■ Short exercise
Rewrite the entries below with every "mapping pass" swapped for "labeling pass", keeping everything else the same. Leave the pictures out of your version.

======== Data extract ========

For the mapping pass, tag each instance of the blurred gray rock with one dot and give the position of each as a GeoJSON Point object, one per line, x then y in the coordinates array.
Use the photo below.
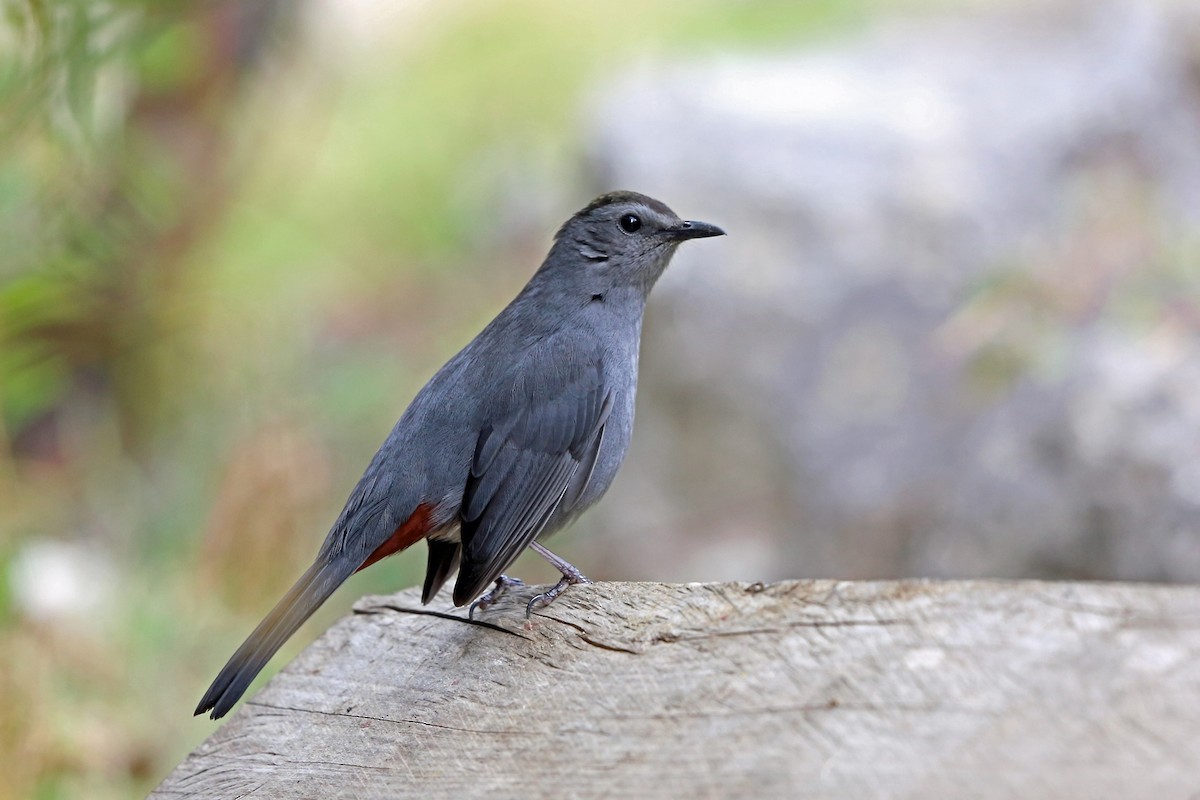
{"type": "Point", "coordinates": [953, 330]}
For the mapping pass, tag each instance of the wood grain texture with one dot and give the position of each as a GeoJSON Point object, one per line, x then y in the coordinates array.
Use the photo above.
{"type": "Point", "coordinates": [791, 690]}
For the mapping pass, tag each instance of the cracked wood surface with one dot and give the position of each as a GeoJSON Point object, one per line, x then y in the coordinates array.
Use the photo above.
{"type": "Point", "coordinates": [810, 689]}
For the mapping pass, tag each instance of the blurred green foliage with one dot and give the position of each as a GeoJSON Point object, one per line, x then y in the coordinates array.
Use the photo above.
{"type": "Point", "coordinates": [234, 245]}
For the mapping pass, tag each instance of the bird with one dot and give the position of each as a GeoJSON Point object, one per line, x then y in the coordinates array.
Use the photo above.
{"type": "Point", "coordinates": [510, 440]}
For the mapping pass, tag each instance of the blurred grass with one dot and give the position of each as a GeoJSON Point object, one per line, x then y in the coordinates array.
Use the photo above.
{"type": "Point", "coordinates": [234, 247]}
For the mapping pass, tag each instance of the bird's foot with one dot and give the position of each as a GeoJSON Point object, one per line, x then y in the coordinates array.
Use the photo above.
{"type": "Point", "coordinates": [571, 576]}
{"type": "Point", "coordinates": [493, 594]}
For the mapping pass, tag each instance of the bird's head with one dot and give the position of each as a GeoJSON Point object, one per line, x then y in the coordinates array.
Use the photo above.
{"type": "Point", "coordinates": [622, 239]}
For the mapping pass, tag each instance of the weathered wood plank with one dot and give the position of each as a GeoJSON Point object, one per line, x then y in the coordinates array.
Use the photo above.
{"type": "Point", "coordinates": [798, 689]}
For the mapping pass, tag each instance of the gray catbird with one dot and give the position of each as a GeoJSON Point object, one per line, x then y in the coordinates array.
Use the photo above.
{"type": "Point", "coordinates": [511, 439]}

========

■ Solution
For the labeling pass, tag each instance of the blurred gray rock with one dot and give the position of each as a GeoJSON Point object, one per line, x then y in the coordinates array.
Use the photo below.
{"type": "Point", "coordinates": [953, 330]}
For the labeling pass, tag each instance of the wood grain texture with one dot and give the position of each as a GeoJSON Point object, one per line, x then y in the coordinates array.
Use the photo above.
{"type": "Point", "coordinates": [791, 690]}
For the labeling pass, tag each instance of the cracked wood surface with one dot and give the position of each as a GeoJSON Point object, one per line, x then y in the coordinates array.
Use the photo above.
{"type": "Point", "coordinates": [810, 689]}
For the labeling pass, tag each instance of the blurred green foliage with one dot and give the position of each as a GeoJSON Point object, one per line, x then y in the coordinates array.
Use the photo above.
{"type": "Point", "coordinates": [234, 245]}
For the labeling pass, tag each instance of the bird with one dot and give the position of each as a GeoJSON Point object, one per line, x then y in the coordinates array.
Use the photo above.
{"type": "Point", "coordinates": [510, 440]}
For the labeling pass, tag each instance of the blurred grass with one dot and give the position of each as a GeoJSON Point object, one per line, x then y in the coordinates array.
Use the photo above.
{"type": "Point", "coordinates": [234, 247]}
For the labeling pass, tag each instance of the bird's foot with one dot and give the position of each as a GeoJSON Point object, one per line, x then y in the coordinates array.
Use the photo above.
{"type": "Point", "coordinates": [571, 576]}
{"type": "Point", "coordinates": [493, 594]}
For the labeling pass, tag each instance of the bird's head with one dot and give the position of each as a GeoJSON Point object, one per line, x then y in the coordinates array.
Use the photo above.
{"type": "Point", "coordinates": [622, 239]}
For the labeling pass, tag each instance of the weathered wood plank with one dot and give the position of each as a GeoJSON Point object, one per line, x then y in the coordinates array.
Use the photo above.
{"type": "Point", "coordinates": [798, 689]}
For the labeling pass, tag each instance of the gray catbird with one dot and give the position of each as a GeoJSON Point object, one per line, x then y in the coordinates array.
Use the photo above.
{"type": "Point", "coordinates": [511, 439]}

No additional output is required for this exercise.